**Fragmento para leer:**
==========

Suena el despertador y ya vas tarde.

Tu cerebro se despierta incluso antes de oler el primer café cargado de problemas del día anterior. Presión en el pecho. Estar nerviosa sin saber exactamente porqué. Prisas. Llamadas. Más café para aguantar el ritmo.

Vivimos corriendo.

Vivimos sin vivir.

Este fin de semana he visitado a unos amigos que lo dejaron todo (porque su trabajo se lo permitía) y se fueron a vivir a un pueblo de veinte habitantes en medio de un bosque de hadas.

Se levantan sin prisas, desayunan sin prisas, pasean sin prisas. En definitiva: viven una vida presente.

Caminar fijándose en los animales que conviven allí. Jugar al eco que provocan los valles y montañas. Comer con un buen vino y, alargar la sobremesa hablando de todo y de nada delante del fuego mientras oscurece.

Estar allí fue, cuanto menos, inspirador.

¿Qué es la vida? ¿Trabajar diez horas diarias, por mucho que adores tu trabajo? ¿Títulos? ¿Reconocimiento económico y profesional?

Tenemos tendencia a pensar que somos nuestra profesión, como si lo que hacemos para ganarnos la vida definiera quién somos en ella: soy contable. Soy médico. Soy profesor de historia.

Somos mucho más.

==========

**Material proporcionado:**

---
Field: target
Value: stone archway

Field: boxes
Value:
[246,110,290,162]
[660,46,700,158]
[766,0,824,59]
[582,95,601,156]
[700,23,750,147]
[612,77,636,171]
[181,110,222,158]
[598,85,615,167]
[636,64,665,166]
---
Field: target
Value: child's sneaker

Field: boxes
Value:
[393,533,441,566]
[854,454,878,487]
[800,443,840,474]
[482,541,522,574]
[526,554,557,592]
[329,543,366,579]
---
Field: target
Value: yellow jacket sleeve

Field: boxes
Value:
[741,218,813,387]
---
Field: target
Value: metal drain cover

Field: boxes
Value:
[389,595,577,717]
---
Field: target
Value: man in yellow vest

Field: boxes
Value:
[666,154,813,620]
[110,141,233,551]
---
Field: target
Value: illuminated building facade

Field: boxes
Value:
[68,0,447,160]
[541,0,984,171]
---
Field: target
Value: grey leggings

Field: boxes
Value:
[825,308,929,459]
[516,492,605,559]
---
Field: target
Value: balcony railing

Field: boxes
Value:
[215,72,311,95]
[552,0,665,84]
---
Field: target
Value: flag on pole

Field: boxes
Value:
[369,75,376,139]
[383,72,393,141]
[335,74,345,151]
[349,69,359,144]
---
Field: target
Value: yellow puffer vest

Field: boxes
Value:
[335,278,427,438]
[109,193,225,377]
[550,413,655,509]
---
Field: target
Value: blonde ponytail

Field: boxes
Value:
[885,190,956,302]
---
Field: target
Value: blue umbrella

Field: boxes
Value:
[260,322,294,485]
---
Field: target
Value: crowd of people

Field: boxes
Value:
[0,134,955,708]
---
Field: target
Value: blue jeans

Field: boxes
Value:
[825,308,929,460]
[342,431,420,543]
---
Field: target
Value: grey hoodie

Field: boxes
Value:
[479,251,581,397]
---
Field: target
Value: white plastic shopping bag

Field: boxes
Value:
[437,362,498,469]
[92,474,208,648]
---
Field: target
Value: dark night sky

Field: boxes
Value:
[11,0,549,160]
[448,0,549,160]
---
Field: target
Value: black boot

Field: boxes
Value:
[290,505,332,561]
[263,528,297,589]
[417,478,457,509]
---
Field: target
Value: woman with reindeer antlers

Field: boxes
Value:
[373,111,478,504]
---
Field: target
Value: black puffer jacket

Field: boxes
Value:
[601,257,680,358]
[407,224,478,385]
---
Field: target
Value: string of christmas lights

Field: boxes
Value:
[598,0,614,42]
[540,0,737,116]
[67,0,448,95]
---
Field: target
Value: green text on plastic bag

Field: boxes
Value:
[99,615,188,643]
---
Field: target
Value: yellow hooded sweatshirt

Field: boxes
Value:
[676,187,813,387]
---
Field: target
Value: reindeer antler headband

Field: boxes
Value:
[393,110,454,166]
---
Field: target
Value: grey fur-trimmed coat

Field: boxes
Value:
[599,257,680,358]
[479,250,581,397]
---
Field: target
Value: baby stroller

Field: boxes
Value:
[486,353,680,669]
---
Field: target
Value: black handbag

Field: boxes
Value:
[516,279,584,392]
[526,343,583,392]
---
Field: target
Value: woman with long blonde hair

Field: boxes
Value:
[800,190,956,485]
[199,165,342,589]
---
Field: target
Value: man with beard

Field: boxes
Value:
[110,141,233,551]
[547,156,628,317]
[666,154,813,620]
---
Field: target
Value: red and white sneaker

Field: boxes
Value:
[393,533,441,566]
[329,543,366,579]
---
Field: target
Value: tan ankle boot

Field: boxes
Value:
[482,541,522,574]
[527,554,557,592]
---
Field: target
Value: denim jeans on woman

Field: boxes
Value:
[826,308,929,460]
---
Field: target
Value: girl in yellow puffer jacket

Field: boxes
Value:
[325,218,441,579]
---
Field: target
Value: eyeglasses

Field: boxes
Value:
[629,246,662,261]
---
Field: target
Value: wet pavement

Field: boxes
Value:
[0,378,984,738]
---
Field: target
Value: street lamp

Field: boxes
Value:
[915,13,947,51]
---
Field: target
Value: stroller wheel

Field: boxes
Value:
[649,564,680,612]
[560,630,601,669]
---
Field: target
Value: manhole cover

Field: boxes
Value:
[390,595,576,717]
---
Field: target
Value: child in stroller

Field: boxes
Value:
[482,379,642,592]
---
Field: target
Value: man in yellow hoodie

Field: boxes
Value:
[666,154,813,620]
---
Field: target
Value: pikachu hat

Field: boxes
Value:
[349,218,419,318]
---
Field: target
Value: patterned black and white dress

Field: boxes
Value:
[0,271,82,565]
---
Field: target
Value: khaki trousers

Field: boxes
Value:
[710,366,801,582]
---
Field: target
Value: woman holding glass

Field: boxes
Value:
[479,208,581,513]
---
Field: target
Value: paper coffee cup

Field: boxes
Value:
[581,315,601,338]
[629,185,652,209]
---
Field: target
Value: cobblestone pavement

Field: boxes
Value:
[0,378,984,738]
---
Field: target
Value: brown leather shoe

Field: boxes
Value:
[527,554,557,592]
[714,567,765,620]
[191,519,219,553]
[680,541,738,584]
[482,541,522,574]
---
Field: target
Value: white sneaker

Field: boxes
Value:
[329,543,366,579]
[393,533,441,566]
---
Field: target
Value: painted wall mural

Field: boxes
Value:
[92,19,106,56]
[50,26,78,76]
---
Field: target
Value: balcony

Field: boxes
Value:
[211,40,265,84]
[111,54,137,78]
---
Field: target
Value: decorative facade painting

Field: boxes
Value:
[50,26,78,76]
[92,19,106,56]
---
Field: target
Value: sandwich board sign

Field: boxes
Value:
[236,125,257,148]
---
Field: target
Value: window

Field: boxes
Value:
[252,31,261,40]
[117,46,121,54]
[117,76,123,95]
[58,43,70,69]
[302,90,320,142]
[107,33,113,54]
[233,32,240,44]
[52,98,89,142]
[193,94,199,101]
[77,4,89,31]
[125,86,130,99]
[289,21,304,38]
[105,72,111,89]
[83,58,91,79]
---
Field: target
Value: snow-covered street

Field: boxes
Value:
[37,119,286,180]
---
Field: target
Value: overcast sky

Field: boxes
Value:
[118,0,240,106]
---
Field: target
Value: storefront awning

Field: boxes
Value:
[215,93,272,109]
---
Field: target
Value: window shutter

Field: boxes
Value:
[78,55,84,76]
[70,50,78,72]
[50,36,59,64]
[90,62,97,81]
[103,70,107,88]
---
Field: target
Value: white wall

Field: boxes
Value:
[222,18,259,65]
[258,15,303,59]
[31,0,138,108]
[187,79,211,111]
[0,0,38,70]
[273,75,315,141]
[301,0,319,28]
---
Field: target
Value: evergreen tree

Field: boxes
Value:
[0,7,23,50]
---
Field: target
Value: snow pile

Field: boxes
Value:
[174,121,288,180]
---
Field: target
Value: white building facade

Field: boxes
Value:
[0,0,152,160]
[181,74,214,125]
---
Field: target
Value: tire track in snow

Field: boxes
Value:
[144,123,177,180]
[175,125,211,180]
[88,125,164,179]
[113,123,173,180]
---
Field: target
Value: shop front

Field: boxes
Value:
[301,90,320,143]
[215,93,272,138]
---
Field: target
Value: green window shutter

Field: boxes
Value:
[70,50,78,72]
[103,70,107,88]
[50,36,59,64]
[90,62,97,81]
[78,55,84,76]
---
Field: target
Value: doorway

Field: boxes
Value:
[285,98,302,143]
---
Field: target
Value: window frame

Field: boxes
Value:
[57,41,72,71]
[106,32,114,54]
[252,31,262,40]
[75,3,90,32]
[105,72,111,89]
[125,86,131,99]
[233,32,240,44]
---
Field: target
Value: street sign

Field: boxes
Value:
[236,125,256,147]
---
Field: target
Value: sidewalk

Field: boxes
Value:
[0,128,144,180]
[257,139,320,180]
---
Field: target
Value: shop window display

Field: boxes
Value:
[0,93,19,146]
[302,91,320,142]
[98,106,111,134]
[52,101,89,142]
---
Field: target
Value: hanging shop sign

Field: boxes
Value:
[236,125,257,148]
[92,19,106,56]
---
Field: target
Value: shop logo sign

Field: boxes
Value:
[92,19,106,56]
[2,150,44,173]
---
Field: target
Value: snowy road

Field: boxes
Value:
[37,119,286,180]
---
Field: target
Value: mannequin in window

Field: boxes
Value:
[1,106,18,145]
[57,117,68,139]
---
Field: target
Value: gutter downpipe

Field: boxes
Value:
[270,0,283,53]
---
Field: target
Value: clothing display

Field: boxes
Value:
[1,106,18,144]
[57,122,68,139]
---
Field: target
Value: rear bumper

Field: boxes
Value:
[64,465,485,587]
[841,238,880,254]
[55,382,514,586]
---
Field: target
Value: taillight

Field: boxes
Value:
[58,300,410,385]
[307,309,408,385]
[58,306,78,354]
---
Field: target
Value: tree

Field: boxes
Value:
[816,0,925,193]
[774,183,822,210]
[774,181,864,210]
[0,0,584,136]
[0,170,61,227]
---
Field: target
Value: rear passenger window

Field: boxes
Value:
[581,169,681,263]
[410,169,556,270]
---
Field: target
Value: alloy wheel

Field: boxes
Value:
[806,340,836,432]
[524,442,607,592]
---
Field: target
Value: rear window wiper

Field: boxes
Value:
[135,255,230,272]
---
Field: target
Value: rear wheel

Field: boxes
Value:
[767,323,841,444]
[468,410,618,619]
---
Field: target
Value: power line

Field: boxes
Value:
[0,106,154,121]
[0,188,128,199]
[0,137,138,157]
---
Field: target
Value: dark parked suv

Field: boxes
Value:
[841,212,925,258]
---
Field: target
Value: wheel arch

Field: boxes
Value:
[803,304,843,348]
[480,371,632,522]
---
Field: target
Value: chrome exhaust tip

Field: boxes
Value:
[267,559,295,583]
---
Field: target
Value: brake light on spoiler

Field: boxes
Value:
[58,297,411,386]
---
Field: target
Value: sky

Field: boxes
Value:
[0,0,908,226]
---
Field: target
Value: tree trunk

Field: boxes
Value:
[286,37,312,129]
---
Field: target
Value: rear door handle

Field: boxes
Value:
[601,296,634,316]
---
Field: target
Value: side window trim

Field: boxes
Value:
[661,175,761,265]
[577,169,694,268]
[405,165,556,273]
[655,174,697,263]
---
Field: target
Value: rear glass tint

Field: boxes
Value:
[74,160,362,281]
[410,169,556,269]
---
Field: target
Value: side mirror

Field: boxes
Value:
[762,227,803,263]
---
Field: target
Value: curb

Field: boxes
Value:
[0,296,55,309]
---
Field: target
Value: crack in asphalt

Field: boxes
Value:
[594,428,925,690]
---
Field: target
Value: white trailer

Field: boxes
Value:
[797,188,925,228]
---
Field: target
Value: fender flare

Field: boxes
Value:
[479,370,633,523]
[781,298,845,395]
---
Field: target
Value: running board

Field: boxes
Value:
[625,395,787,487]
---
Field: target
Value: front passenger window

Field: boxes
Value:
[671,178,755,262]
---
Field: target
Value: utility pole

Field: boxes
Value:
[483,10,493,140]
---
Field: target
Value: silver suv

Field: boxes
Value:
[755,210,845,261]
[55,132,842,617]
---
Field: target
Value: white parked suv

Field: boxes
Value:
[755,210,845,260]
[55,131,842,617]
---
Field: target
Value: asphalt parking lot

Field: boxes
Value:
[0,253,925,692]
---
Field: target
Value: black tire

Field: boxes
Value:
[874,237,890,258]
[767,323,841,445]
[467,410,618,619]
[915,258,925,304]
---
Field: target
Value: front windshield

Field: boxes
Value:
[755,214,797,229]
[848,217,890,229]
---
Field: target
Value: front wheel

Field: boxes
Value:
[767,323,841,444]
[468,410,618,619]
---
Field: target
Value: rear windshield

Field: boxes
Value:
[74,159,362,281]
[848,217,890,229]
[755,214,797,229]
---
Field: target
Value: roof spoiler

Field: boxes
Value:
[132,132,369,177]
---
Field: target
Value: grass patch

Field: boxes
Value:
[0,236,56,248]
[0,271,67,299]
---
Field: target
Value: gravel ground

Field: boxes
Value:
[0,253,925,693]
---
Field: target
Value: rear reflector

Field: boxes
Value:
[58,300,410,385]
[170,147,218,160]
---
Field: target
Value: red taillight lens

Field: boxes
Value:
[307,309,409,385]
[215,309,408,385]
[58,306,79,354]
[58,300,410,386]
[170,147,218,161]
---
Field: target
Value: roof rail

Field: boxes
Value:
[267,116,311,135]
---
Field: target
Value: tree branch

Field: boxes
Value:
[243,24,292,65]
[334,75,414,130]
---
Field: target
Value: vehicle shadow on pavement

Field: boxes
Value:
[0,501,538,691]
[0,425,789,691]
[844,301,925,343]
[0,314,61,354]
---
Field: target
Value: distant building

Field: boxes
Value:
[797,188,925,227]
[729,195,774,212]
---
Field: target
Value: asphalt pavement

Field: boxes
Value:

==========

**Consigna 1:** Reproduce al pie de la letra el fragmento sobre la vida sin prisas: comienza en las palabras que contienen «Vivimos corriendo.» y detente después de «cuanto menos, inspirador.».
**Consigna 2:** Prosigue el fragmento sobre la vida sin prisas a partir de su última frase.
El material no hace falta para resolver nada de lo que se pide.

**Respuesta escrita 1:**
Vivimos corriendo.

Vivimos sin vivir.

Este fin de semana he visitado a unos amigos que lo dejaron todo (porque su trabajo se lo permitía) y se fueron a vivir a un pueblo de veinte habitantes en medio de un bosque de hadas.

Se levantan sin prisas, desayunan sin prisas, pasean sin prisas. En definitiva: viven una vida presente.

Caminar fijándose en los animales que conviven allí. Jugar al eco que provocan los valles y montañas. Comer con un buen vino y, alargar la sobremesa hablando de todo y de nada delante del fuego mientras oscurece.

Estar allí fue, cuanto menos, inspirador.

**Respuesta escrita 2:**
Vida contemplativa. Ir lento. Saber cómo te sientes sin necesidad de parar y preguntártelo. No necesitar más terapia que un té mirando la ventana o leer un buen libro. Cocinar lo que cultivas de tu propio huerto.

Esas poco más de 24 horas desbloquearon en mí un sueño que tenía cuando era más joven e idealista, justo antes de tener un trabajo fijo que me atrapó en esta vida de ansiedad y Prozac.

Mi sueño: Dejarlo todo e irme a vivir a la montaña. Hacer mermelada, esquiar, dibujar, cocinar… vivir tranquila.

Y escribo esto para intentar desbloquear el tuyo. Sea cual sea. Para que lo persigas.

Porque si hay algo que nos ha enseñado este año pandémico ha sido que todo puede acabarse en un plis-plas. Y, si eso pasa, que nos pille haciendo exactamente lo que queremos y nos hace felices, ¿no crees?